Every line of the records below that holds the word "pine" should be copied out.

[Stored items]
==================================================

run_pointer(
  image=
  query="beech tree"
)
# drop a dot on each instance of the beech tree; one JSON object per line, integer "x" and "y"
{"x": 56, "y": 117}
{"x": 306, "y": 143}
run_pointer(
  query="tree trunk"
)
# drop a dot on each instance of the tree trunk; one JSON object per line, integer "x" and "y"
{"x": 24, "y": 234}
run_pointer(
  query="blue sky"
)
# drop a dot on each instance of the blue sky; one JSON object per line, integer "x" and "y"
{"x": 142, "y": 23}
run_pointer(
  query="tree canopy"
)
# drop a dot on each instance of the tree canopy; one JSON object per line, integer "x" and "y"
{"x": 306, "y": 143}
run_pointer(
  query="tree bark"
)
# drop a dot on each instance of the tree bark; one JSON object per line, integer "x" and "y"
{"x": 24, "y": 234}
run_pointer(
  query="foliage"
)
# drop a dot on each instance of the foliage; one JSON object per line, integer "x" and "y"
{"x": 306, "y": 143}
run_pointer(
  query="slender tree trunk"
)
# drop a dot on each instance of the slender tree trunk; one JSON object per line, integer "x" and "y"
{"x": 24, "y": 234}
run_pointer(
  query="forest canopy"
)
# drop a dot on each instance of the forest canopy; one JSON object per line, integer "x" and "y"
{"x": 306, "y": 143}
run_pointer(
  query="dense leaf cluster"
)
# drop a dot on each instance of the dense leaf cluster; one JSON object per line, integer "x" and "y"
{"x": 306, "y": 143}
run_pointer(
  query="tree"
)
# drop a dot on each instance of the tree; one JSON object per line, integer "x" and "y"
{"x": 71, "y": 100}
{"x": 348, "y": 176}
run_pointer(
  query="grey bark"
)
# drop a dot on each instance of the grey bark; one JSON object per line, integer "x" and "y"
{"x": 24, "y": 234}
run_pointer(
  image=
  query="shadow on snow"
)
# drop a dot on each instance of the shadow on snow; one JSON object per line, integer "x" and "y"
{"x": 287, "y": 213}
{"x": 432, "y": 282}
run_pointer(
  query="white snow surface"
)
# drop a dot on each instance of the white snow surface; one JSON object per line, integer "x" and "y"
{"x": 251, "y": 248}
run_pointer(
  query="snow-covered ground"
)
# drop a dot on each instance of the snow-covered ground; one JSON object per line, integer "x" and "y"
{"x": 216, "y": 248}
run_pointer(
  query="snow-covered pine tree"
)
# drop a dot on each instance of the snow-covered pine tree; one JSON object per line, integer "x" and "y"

==================================================

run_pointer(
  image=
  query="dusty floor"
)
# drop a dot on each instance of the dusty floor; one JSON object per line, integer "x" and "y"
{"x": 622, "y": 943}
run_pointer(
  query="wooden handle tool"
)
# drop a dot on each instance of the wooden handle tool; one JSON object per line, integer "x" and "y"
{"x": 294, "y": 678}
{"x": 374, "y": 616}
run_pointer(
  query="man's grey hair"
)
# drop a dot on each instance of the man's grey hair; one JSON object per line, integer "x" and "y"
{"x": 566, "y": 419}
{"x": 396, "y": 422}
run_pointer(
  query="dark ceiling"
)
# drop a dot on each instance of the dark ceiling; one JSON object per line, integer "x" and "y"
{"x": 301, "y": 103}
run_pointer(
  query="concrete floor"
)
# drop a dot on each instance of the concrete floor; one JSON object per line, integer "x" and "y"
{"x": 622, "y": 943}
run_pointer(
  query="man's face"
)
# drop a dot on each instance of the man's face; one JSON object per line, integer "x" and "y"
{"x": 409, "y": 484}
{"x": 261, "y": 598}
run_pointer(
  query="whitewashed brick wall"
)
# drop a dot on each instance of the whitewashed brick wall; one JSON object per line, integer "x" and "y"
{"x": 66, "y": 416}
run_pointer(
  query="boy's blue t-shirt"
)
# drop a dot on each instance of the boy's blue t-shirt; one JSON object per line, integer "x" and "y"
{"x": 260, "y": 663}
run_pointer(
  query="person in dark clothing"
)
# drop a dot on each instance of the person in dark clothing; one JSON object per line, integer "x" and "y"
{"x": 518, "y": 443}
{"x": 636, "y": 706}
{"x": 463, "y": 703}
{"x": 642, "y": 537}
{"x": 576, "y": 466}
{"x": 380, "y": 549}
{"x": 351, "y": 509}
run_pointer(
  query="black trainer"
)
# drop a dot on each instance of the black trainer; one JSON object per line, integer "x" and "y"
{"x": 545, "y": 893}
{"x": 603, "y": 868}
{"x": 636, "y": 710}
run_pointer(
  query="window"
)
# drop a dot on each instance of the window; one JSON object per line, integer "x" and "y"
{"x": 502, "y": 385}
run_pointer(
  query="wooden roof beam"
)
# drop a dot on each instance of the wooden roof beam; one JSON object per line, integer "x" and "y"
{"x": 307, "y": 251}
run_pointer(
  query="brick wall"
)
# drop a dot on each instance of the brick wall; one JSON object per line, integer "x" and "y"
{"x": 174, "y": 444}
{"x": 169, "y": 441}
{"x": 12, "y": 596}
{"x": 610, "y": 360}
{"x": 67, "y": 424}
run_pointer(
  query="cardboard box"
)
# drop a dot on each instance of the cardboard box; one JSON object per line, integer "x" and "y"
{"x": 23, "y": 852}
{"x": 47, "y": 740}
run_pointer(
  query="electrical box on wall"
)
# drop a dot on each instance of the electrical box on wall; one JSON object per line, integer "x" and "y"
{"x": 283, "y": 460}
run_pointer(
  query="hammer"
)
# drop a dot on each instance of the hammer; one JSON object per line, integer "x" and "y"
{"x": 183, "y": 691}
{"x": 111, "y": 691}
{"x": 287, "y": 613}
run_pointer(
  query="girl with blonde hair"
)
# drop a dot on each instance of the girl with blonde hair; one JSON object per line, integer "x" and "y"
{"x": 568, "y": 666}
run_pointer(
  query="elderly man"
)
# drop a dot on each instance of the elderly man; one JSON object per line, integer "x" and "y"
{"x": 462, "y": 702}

==================================================

Exercise output —
  query="snow-covered pine tree"
# drop a dot on each instance of the snow-covered pine tree; one JSON object per line, integer "x" and "y"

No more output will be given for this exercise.